Text passage ->
[erlang-questions] HiPE and large number of string cases

Kostis Sagonas kostis@REDACTED
Mon Jul 2 09:39:50 CEST 2007


Peter Wang wrote:
> Hi,
> 
> I've been writing an Erlang backend for the Mercury compiler.  I've come
> across a problem compiling a particular generated function with HiPE.
> The function simply matches a variable against a string and returns a
> corresponding atom, like this:
> 
>     f(X) ->
> 	case X of
> 	    "option1" -> atom1;
> 	    "option2" -> atom2;
> 	    ...
> 	    _ -> fail
> 	end.
> 
> There are over 500 cases.  Compiling it to bytecode takes a reasonable
> amount of time (~2 secs), but compiling it to native code is unbearably
> slow (over five minutes).  Breaking it into smaller functions does help,
> but it's still not exactly fast (~1 minute).  (These times are at
> optimisation level o1.)

I cannot reproduce your findings with the latest OTP release (R11B-5).

Stored rows ->
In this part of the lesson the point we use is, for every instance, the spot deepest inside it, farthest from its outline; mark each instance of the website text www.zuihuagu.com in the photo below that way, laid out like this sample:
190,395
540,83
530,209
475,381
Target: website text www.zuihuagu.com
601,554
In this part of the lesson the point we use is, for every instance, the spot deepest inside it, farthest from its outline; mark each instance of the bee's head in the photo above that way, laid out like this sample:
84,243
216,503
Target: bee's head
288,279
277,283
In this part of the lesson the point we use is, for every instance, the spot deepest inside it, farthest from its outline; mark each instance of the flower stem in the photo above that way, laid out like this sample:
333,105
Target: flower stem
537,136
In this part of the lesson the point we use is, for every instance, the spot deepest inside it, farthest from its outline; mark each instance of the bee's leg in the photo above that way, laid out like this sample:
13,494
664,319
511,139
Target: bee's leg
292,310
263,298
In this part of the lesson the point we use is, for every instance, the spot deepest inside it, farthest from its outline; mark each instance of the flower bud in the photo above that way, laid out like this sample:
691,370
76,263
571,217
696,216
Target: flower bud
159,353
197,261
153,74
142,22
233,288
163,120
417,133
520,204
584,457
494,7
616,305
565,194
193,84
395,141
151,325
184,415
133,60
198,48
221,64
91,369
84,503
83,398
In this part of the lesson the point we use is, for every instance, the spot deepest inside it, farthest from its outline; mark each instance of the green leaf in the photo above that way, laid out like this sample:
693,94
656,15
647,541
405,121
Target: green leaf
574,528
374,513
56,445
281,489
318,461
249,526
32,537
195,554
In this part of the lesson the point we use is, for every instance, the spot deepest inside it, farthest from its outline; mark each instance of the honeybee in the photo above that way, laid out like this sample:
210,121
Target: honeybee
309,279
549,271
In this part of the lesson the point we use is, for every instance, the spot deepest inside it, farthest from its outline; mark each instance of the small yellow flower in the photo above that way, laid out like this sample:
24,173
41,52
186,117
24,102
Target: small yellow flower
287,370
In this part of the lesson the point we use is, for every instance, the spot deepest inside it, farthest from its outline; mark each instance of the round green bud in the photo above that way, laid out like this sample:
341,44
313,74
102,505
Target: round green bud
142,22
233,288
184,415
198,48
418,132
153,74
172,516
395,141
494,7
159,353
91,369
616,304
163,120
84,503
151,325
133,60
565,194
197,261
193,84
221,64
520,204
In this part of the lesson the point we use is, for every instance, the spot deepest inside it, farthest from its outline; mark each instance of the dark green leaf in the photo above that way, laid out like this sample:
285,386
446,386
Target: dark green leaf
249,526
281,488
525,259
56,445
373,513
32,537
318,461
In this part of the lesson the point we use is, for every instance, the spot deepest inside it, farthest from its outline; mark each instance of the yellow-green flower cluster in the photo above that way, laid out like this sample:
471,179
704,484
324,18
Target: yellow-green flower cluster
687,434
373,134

Directions ->
a. In the erlang-questions post, translate this sentence into Spanish: "I cannot reproduce your findings with the latest OTP release (R11B-5)."
b. Quote the stretch of the listing from the line containing "of the dark" through the end of the listing.

Per-task outputs ->
a. No puedo reproducir sus resultados con la versión más reciente de OTP (R11B-5).

b.
In this part of the lesson the point we use is, for every instance, the spot deepest inside it, farthest from its outline; mark each instance of the dark green leaf in the photo above that way, laid out like this sample:
285,386
446,386
Target: dark green leaf
249,526
281,488
525,259
56,445
373,513
32,537
318,461
In this part of the lesson the point we use is, for every instance, the spot deepest inside it, farthest from its outline; mark each instance of the yellow-green flower cluster in the photo above that way, laid out like this sample:
471,179
704,484
324,18
Target: yellow-green flower cluster
687,434
373,134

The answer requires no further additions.